Text excerpt:
***

# Galveston Surf Saturday



## Superman502 (Jul 27, 2012)

The surf is looking flat Saturday; do you guys think that the trout bite isn't going to be good due to the water not being green?

Any advice is appreciated.


----------



## Superman502 (Jul 27, 2012)

http://www.swellinfo.com/surf-forecast/galveston-texas


----------



## dbarham (Aug 13, 2005)

I usually go when the water hits 70 and is flat if there's bait in there the water don't have to be clear


----------



## Wade'n4fish (Jul 30, 2012)

You should be good, I'm heading down there Sunday. If you do end up going ill be looking for your report!


----------



## Fishin' Soldier (Dec 25, 2007)

May be a tad bit early. You wont know unless you go. Friday looks like the better day though!


----------



## surfguy (May 17, 2011)

Too early for Specs in the surf. They are still layin low in the bays. You're better off hunting for whiting, pomps, reds, BUs, sheeps and sharks.


----------



## SurfRunner (May 22, 2004)

April 17 marked my earliest good stringer of trout a few years ago -limit of 20 inchers.......The surf and water was perfect and I had the beach all to myself cause everyone thought it was too early to go.


----------



## surfguy (May 17, 2011)

***

Exercise description: Continue the Galveston surf fishing thread above, beginning with the post under its final header.

Data records:
***

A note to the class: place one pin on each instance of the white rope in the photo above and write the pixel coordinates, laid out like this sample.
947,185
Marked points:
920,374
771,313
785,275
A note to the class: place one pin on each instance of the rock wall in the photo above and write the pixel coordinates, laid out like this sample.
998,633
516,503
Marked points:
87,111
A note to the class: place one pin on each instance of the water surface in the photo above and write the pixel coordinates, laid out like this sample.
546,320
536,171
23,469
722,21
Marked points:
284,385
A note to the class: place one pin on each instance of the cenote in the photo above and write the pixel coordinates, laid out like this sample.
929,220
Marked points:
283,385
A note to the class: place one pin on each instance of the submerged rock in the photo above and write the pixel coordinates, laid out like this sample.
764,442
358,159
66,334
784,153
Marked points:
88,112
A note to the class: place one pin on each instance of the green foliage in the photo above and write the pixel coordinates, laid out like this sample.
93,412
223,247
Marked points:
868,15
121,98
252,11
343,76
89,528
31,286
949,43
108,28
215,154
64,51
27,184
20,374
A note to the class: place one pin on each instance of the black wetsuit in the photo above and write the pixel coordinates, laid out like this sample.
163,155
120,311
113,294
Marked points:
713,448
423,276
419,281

***

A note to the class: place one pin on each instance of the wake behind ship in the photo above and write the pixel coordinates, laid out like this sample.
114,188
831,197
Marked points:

***

Result:
Yeah, my experience is water needs to be 70+ which is getting close but not quite there yet. And the mullet start migrating north which I've seen a few the last few weeks but not much quantity yet. Bottom line is we're getting close but not quite there yet. Could turn on in few weeks to a month from now.


----------



## Rawpower (Jul 4, 2011)

Like they say, You don’t know unless you go. I personally think it’s still a little chilly but you never know. WHAT, put out an AWESOME report Easter weekend! So it might be Good!!


----------



## troutless (Feb 17, 2006)

X2 on waiting for a 70 degree water temp.


----------



## omgidk (Nov 5, 2010)

Nice update, the wife wanted to hit the beach so that means I can surf fish, if we do go I will post up what all was caught.


----------



## SolarScreenGuy (Aug 15, 2005)

Until the surf water temp hits 70+ degrees, trout fishing will be tough. Could be Reds in there now though.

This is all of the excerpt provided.